WHAT YOU SHOULD DO:
Collect every line of the records below that contains the string "monitor".

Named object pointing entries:
==============================

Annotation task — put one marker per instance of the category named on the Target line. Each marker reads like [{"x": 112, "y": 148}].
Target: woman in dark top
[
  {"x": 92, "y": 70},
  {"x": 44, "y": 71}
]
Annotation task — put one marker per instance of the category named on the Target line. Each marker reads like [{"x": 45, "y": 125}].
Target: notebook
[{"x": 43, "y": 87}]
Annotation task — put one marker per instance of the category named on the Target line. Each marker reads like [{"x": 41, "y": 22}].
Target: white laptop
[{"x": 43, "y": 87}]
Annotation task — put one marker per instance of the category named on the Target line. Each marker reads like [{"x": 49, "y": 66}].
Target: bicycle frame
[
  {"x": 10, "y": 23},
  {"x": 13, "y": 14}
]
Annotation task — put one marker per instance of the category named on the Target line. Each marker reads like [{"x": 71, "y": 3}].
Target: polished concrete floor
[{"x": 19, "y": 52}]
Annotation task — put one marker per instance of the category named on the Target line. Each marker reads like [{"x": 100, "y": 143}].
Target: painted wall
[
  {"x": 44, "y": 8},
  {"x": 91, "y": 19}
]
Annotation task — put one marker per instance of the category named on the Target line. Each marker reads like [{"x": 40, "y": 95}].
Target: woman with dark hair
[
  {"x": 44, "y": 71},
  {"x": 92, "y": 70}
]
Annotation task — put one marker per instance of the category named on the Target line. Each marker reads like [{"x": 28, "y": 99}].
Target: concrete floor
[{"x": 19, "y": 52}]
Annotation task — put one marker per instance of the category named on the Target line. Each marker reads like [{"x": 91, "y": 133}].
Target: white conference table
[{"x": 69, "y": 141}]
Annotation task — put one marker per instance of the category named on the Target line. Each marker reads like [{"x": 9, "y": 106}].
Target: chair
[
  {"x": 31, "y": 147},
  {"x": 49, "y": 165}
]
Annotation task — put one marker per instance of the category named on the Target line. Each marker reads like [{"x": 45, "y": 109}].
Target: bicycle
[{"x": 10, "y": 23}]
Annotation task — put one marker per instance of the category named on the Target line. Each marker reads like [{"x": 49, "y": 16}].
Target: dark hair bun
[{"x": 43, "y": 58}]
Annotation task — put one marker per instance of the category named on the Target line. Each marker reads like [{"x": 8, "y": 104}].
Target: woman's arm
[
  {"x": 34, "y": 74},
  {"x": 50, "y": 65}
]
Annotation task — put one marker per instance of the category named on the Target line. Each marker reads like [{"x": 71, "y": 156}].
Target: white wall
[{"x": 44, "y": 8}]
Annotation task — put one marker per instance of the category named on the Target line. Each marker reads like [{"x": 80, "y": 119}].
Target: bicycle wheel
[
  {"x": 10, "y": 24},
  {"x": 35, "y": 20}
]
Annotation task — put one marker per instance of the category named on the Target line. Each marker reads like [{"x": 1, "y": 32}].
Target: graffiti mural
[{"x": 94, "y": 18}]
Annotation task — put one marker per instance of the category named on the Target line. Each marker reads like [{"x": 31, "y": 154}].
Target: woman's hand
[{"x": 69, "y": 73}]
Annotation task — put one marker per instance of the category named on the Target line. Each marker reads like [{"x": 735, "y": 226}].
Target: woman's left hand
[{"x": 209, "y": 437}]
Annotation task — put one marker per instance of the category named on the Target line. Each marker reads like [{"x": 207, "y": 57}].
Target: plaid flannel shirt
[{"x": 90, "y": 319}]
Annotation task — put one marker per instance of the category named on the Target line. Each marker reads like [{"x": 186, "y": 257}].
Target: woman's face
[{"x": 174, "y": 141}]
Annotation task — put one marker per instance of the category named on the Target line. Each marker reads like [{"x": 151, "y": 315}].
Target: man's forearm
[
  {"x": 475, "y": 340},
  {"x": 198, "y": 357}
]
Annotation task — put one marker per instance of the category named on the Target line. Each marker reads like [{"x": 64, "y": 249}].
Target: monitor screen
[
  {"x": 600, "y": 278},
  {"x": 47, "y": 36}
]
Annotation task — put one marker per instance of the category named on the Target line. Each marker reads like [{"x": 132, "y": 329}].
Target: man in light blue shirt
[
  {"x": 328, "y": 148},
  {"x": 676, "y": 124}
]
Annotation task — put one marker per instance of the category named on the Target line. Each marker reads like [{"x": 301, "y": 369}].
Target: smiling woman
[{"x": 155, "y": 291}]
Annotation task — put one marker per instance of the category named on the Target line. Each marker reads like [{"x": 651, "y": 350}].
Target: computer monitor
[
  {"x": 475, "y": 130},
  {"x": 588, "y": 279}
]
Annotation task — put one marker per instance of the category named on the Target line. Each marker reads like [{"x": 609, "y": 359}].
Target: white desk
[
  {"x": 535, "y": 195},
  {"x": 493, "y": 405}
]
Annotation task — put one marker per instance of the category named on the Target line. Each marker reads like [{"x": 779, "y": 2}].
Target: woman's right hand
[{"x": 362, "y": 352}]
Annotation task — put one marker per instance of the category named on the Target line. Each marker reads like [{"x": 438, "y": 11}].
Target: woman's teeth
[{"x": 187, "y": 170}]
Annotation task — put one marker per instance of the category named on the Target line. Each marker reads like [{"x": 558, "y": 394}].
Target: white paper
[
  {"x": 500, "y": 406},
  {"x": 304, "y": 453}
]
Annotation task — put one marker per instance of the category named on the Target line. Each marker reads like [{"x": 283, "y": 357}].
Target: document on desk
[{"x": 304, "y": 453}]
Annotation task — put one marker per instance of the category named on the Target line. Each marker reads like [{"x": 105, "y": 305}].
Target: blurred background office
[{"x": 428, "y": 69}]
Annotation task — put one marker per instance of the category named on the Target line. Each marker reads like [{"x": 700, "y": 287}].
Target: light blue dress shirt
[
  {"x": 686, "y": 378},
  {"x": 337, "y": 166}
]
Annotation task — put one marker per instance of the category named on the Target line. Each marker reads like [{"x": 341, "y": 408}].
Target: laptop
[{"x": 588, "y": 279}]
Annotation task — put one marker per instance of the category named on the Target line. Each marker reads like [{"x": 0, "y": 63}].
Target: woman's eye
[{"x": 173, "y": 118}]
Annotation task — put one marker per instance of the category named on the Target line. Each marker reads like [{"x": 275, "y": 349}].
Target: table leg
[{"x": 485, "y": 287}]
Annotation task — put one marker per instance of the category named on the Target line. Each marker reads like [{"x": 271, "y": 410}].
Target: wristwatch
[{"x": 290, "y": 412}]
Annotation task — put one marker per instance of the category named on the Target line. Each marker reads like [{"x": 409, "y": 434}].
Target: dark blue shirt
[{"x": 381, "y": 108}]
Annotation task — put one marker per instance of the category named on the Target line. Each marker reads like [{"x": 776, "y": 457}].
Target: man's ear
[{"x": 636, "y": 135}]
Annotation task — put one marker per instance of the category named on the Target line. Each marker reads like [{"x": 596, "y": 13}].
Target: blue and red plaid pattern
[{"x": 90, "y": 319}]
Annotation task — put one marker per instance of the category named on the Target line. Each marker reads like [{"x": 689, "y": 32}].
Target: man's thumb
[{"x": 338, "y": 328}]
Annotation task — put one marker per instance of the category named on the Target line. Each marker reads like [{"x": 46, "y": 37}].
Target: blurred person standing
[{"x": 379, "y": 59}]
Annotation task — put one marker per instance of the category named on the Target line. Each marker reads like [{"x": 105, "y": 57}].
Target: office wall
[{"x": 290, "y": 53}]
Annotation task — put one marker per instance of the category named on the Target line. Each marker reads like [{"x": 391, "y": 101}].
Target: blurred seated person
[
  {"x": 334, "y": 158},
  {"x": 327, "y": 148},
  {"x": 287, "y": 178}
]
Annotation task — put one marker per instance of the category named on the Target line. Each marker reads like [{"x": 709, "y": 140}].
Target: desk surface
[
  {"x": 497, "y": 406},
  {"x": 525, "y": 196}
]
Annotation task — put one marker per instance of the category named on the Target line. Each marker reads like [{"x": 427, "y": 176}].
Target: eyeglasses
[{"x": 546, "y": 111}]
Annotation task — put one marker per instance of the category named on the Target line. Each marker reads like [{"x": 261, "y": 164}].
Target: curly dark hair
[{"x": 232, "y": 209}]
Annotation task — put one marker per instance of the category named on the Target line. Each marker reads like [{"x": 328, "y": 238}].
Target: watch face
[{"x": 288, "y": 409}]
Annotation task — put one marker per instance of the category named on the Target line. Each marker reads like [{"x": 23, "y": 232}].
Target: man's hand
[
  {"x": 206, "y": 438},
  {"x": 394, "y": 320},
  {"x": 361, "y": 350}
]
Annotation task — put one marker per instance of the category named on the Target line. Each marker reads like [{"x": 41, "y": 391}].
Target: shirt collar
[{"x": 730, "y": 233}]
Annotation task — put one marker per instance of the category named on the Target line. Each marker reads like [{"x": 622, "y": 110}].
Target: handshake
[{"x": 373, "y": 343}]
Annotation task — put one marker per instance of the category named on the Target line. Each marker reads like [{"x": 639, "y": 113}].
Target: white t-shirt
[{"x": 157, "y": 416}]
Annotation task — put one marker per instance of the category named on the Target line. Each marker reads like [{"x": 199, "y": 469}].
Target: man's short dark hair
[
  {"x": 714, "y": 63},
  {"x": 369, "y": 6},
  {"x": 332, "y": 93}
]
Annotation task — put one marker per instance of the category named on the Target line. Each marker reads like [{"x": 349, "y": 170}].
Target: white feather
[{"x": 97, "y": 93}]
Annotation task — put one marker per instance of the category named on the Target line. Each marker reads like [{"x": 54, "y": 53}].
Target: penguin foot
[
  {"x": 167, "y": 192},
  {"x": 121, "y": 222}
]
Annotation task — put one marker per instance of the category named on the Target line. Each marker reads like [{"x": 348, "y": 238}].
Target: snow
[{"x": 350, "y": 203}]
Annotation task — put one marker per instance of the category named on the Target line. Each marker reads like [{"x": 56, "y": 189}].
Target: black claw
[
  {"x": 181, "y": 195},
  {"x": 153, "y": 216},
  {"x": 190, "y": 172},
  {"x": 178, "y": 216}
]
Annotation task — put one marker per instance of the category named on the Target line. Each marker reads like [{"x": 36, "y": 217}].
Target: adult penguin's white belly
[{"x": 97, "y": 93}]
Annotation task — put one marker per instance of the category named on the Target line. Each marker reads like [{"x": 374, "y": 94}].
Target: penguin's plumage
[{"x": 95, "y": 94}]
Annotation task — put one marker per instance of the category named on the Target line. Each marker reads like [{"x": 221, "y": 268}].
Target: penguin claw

==============================

SOLUTION TO THIS TASK:
Target: monitor screen
Target: computer monitor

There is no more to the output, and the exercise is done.